=== SUPPLIED MATERIAL ===

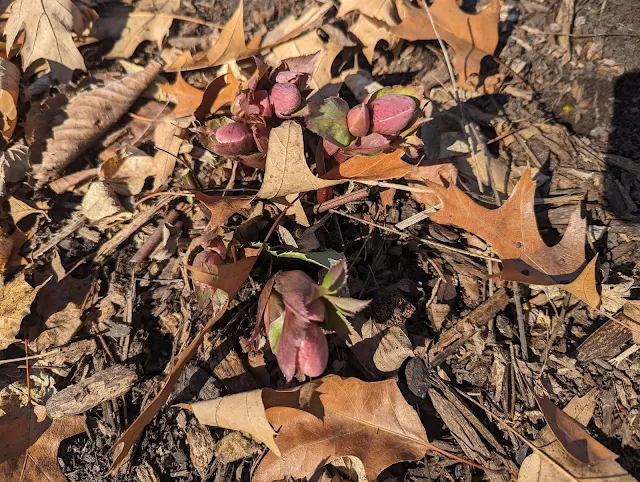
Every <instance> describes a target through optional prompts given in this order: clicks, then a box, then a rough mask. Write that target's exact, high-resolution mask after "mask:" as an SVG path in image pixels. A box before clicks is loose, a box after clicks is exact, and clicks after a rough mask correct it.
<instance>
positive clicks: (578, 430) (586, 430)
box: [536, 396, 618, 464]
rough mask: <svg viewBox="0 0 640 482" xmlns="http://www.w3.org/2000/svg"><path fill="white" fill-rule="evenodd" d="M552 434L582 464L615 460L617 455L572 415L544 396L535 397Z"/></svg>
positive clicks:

===
=== SUPPLIED MATERIAL ===

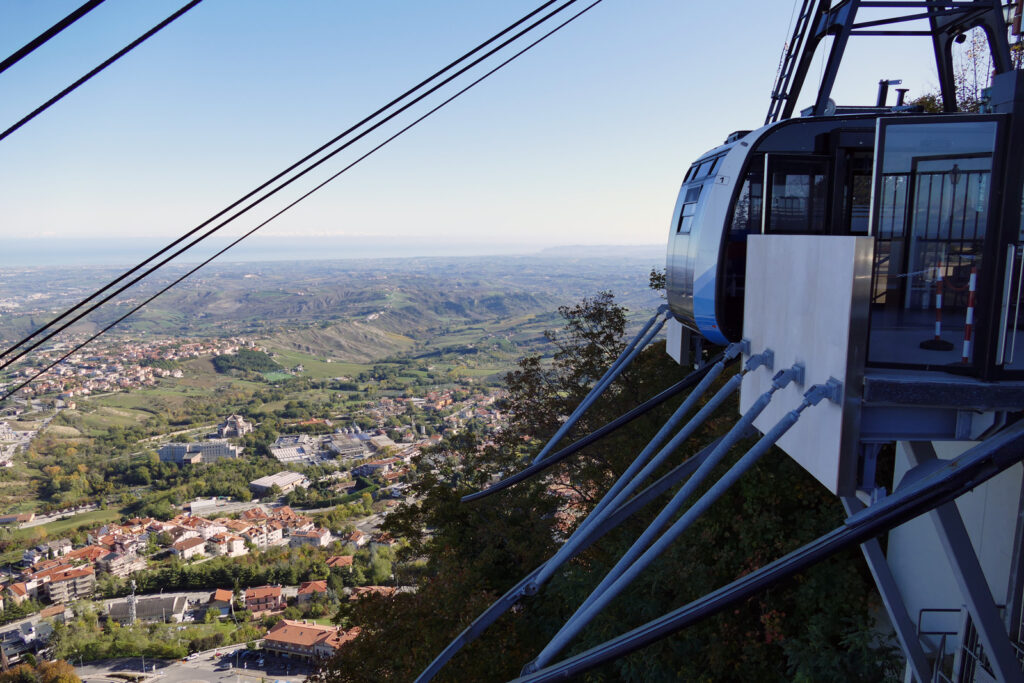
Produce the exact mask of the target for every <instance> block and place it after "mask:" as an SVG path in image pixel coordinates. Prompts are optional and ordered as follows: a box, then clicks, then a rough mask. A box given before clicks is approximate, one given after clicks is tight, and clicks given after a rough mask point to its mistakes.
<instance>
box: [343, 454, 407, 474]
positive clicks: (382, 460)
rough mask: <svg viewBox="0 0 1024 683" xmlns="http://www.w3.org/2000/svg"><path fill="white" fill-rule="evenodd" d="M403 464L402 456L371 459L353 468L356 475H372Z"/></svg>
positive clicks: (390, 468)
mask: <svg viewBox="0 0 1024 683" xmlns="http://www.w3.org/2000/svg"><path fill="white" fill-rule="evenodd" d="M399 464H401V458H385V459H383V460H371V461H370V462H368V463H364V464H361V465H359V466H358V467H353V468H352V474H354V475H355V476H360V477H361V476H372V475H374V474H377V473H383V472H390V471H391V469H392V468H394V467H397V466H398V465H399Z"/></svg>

===
=== SUPPLIED MATERIAL ===

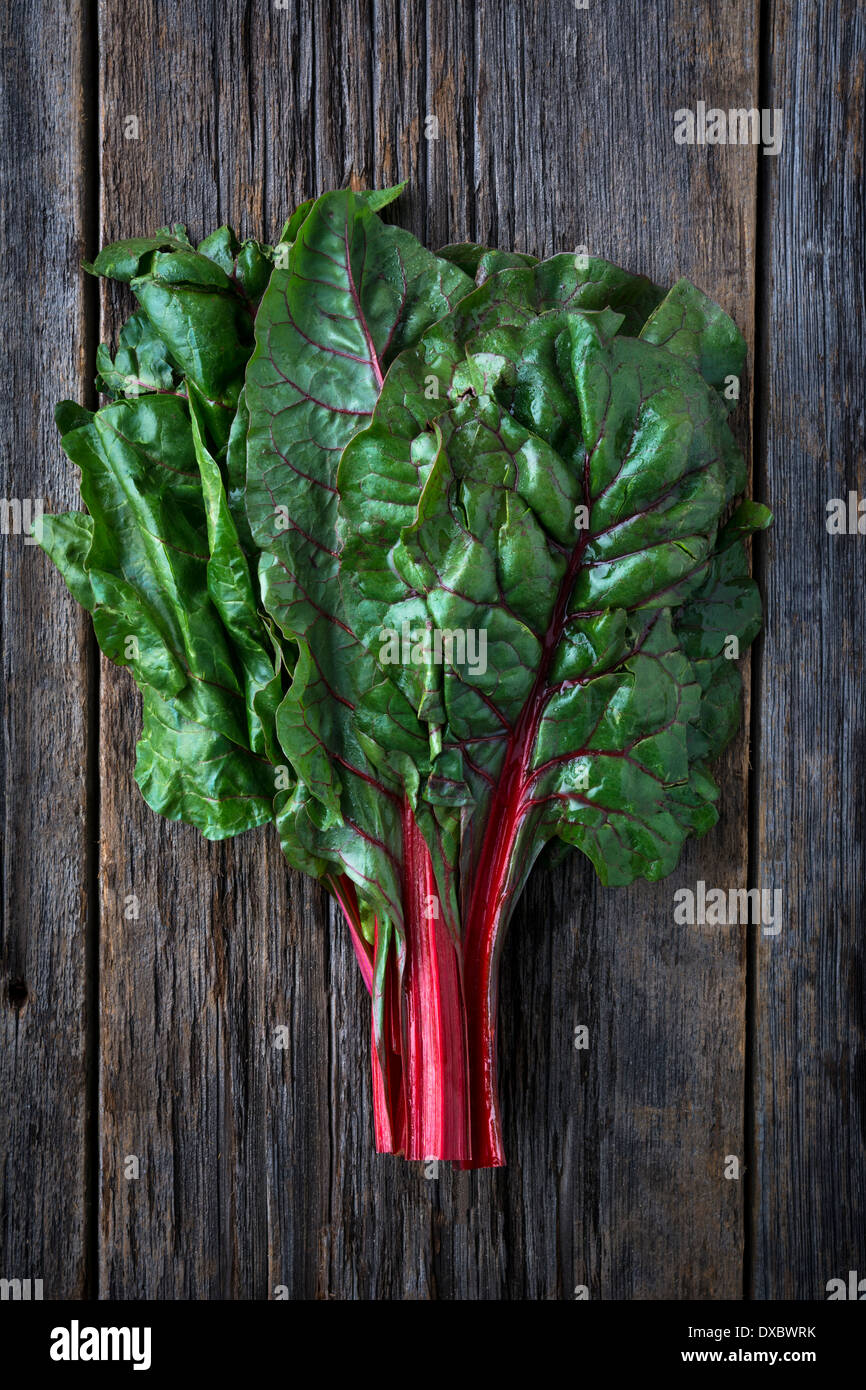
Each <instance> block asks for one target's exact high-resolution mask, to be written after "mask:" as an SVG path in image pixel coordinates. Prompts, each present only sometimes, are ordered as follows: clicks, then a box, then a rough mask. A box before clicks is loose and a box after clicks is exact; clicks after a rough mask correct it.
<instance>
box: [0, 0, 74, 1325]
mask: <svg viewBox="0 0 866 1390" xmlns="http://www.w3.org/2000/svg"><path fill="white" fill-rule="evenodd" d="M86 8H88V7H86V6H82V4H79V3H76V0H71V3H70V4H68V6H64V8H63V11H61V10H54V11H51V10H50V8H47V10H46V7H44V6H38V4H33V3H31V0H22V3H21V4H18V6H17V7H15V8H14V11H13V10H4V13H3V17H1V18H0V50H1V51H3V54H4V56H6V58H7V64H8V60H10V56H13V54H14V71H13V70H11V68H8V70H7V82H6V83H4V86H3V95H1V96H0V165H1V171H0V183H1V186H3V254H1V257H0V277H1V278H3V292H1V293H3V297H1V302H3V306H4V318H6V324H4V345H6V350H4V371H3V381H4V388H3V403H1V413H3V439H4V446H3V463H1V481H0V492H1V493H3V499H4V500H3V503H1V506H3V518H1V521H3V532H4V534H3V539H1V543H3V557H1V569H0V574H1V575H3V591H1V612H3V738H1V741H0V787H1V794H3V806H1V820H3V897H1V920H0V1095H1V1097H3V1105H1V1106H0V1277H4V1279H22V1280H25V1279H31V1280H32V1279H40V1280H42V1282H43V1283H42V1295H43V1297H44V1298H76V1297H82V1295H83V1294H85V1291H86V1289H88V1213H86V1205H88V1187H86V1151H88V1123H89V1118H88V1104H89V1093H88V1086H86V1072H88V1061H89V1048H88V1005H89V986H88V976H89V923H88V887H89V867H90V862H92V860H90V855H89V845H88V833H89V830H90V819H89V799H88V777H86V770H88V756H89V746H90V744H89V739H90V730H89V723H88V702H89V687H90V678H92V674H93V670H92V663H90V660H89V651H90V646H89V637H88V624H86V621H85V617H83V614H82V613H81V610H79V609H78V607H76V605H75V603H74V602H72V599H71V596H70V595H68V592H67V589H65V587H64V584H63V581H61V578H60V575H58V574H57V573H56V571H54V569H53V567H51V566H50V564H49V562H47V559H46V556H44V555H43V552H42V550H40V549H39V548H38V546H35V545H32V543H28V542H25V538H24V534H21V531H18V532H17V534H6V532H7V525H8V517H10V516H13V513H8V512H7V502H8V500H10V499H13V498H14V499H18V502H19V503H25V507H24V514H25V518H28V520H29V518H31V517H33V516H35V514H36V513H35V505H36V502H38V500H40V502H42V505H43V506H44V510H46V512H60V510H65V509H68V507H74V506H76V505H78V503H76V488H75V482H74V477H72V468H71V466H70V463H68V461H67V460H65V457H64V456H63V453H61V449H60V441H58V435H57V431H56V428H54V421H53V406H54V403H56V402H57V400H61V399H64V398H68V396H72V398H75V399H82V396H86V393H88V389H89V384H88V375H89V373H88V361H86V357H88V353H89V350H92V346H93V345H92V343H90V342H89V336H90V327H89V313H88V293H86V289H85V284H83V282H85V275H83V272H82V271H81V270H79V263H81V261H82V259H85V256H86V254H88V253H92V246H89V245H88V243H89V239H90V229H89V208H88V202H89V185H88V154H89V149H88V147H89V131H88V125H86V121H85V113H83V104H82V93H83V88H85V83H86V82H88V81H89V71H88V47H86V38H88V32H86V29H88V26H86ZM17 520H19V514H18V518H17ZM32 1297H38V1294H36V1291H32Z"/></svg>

===

Locate every line in the records above that contains the string "follows" and copy each of those lines in full. Case matters when matching.

Produce the exact mask of the target for every <instance> block and place it after "mask:" as an SVG path in image pixel coordinates. Prompts are optional and ordered as follows: a box, then clicks, then a rough mask. A box given before clicks is approximate, one given after clicks is tight, and clicks given after a rough mask point to its mistakes.
Each <instance> block asks for one target's exact high-resolution mask, to be written after "mask:" as an SVG path in image pixel coordinates. Prompts, each present only sometimes, are ordered as follows: clicks, then a box, then a rough mask. A box before clicks is loose and a box after clicks is exact; clicks after a rough mask correct it.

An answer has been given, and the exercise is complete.